Stored data entries
==*==
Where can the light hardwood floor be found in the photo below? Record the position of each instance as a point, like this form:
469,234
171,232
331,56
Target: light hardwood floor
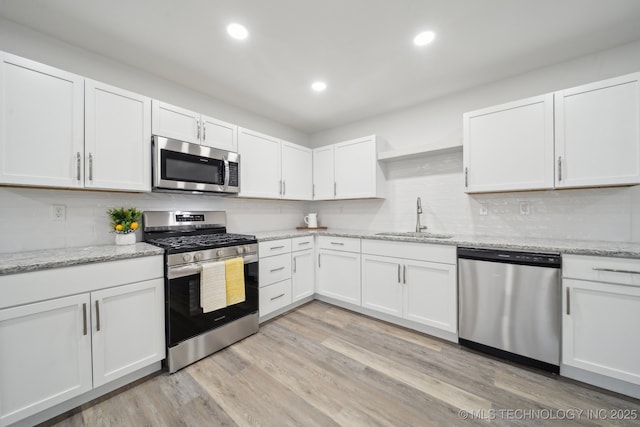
324,366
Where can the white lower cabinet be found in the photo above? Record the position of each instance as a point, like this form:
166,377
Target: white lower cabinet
601,314
416,290
339,269
56,349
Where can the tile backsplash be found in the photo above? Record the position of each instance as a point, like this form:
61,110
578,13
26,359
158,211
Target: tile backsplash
612,214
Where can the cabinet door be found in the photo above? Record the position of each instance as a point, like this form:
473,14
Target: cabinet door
382,284
598,133
431,295
509,147
51,338
355,168
117,138
339,275
600,328
323,182
41,123
128,329
260,165
302,274
175,122
297,173
219,134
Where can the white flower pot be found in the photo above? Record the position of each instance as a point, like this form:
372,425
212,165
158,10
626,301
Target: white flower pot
125,239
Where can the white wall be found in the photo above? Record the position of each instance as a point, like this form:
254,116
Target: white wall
599,214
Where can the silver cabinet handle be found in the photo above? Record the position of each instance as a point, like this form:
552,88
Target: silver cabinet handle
615,270
97,315
275,298
78,166
84,318
559,168
90,167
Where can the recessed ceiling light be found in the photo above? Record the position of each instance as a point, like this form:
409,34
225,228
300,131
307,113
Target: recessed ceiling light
424,38
237,31
319,86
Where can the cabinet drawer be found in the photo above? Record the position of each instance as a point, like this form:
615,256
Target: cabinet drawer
339,243
273,247
418,251
274,269
275,296
622,271
301,243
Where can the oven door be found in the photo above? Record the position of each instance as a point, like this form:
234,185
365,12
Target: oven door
184,316
182,166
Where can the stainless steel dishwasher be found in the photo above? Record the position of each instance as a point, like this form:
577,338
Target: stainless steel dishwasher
510,305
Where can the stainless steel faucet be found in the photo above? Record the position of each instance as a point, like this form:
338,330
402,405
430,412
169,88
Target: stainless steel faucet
419,227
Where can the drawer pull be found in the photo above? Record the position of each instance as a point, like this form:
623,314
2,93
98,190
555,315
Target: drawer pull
615,270
275,298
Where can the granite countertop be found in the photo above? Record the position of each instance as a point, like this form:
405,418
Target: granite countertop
22,262
579,247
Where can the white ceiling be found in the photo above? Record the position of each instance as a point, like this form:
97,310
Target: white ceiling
361,48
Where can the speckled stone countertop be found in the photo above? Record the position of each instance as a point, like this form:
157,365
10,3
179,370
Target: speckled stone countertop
580,247
22,262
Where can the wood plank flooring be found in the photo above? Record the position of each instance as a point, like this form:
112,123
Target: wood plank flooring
324,366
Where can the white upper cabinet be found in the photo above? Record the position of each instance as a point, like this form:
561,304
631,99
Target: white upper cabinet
353,167
586,136
273,169
41,124
297,175
510,146
260,165
117,138
323,188
598,133
179,123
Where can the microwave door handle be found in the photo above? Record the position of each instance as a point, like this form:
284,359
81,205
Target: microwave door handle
227,174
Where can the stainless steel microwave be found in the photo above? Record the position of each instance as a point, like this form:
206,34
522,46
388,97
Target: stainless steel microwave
179,166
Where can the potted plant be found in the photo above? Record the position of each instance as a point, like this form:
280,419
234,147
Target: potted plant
124,222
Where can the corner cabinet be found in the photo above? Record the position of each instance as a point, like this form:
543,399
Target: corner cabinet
510,146
598,133
41,123
272,168
586,136
348,170
179,123
99,323
601,314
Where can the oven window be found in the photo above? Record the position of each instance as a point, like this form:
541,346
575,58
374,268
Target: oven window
190,168
185,318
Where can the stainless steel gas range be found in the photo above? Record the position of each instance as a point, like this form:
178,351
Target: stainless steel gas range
194,241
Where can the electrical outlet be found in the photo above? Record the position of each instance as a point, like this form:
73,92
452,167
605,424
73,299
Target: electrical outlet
484,208
58,212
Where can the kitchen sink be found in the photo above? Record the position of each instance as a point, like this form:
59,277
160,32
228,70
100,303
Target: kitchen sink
414,234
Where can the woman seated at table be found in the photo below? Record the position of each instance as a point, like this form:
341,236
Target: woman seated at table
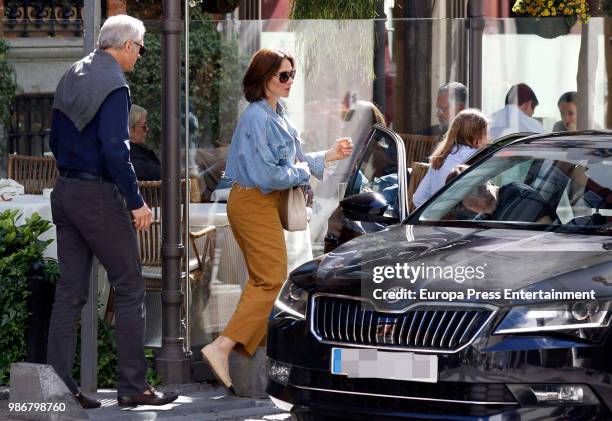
146,164
468,132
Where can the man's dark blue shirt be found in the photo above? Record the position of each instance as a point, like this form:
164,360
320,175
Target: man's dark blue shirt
102,148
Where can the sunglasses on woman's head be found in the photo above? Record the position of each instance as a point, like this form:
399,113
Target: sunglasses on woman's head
283,77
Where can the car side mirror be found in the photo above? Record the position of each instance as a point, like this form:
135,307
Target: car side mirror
368,206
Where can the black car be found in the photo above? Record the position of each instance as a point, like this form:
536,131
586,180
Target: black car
491,301
347,222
==*==
[TRY IT]
Text only, pictures out: give every record again as written.

[EXERCISE ANSWER]
Where can the light hardwood floor be found in the photo below? Record the position of each instance as a point, like this form:
469,234
171,232
331,56
Target: light hardwood floor
324,366
Where can the white lower cabinet be found in the photo above? Record the position of each instance as a point, like this form:
166,377
Target: white lower cabinet
601,314
416,290
339,269
56,349
Where can the tile backsplash be found in the photo above? Record the position of each instance as a point, like this form:
61,110
578,13
26,359
158,211
Target: tile backsplash
612,214
Where can the cabinet door be found in the photo above? Record the position of each instance as a point, like this form:
473,14
Target: cabinet door
382,284
598,133
431,295
509,147
51,338
355,168
117,138
339,275
600,328
323,182
41,123
128,329
260,165
302,274
175,122
297,173
219,134
Where can the white flower pot be found in the photo above? Record the position of each instance as a point, like this form:
372,425
212,165
158,10
626,301
Target: white flower pot
125,239
Where can the white wall be found in the photo above? Record the position of each instance as a point, like this form:
254,116
Target: white wall
599,214
Where can the silver cabinet handle be found in the photo above? Record the position of each instance as a point, like this form:
552,88
Target: silver cabinet handle
615,270
97,315
275,298
78,166
84,318
559,168
90,167
Where can the recessed ceiling light be found in the photo above? Record the position of each instance as a point, like this form:
409,34
225,228
300,131
307,113
Target: recessed ceiling light
424,38
237,31
319,86
Where can the cabinet drawer be found in the photo above? Record the position of each instance as a point, like this form:
615,256
Target: cabinet drawer
339,243
273,247
418,251
274,269
275,296
622,271
301,243
Where can the oven door be found in the photo above? Record the position of each instance as a point, like this form:
234,185
365,12
Target: oven door
184,316
182,166
Where can the stainless steel dishwasher be found in the photo above? Record the position of each instance as a point, like this form:
577,338
Target: stainless steel dishwasher
510,305
Where can the stainless steel faucet be found in the photo above? Record the position of each instance as a point, like this form:
338,330
402,405
430,412
169,88
Target: stainless steel faucet
419,227
Where can the drawer pull be found in the photo above? Record the position of each instance as a point, like this form:
623,314
2,93
98,190
555,315
Target: drawer pull
615,270
275,298
Where can the granite countertop be found in the photo above? Record the position of each instance as a point, like this form:
405,418
Target: granite countertop
22,262
579,247
Where can the white ceiling be found in the photo above? Record the position of each instance as a point, like this form:
97,310
Target: white ceiling
361,48
Where can the speckled stone countertop be found in the photo above? Record the position of each instance as a point, like this form:
157,365
10,3
179,370
Target: speckled stone countertop
580,247
22,262
Where can the wood plank flooring be found in the photo above? Record the position of each instance as a point, like this form:
112,123
Target: wood plank flooring
324,366
Where can the white upper cabinet be found in the photo above? Record the position of each instance as a point, like this form:
561,304
631,99
Target: white upper cabinet
353,167
586,136
273,169
41,124
297,175
510,146
260,165
117,138
323,188
598,133
179,123
Where can the microwave door handle be found in the photo above? Record the position of each instance as a point, like this form:
284,359
81,205
Target: microwave door handle
227,174
Where can the stainless steel microwave be found in the photo above? Record the position of each instance as a point, like this form:
206,34
522,46
388,97
Target: stainless steel microwave
179,166
Where can the potted plant be found in the photo above? Record the position of each instance as a point, like this form:
280,419
234,147
Target: potted plant
124,222
Where can the corner cabinet be found in the photo above? Record the position of each instance as a point, like this form:
543,399
Target: corner cabinet
510,146
598,133
41,123
272,168
586,136
348,170
179,123
99,323
601,314
Where can the oven window be found in the photo above? Record the position of each instance as a point, like this form:
541,346
575,58
374,268
Target: oven window
190,168
185,318
Where can the stainless steel gas range be found in the photo above? Record the position of each instance as a point, like this form:
178,351
Target: stainless steel gas range
194,241
Where can the electrical outlet be found in the photo above? Record the position of each instance as a point, like this form:
73,92
452,167
605,424
73,299
Target: electrical outlet
484,208
58,212
Where can the kitchen sink be found in the photo above? Record the position of each instance as a point, like this form:
59,277
160,32
228,70
100,303
Target: kitchen sink
414,234
Where can the woman seated at table be found in the photo below? Record the position of each instance as a point, like this form:
341,236
Target: woman seated at table
146,164
468,132
Where can the man's dark blue shirt be found in the photo above? Record the position of each instance as a point, like this form:
164,360
320,175
Target: man's dark blue shirt
102,148
Where can the sunglasses on woman's head be found in the photo above? Record the position of each instance as a point, like this form:
399,113
Target: sunglasses on woman's head
283,77
Where can the car side mirror be found in the photo above? Record the position of each instance as a point, like this form:
135,307
Target: car side mirror
368,206
Where can the black car be found in the photo above? Record the position of each instance as a point, like this form:
536,131
586,180
Target: black car
491,301
347,222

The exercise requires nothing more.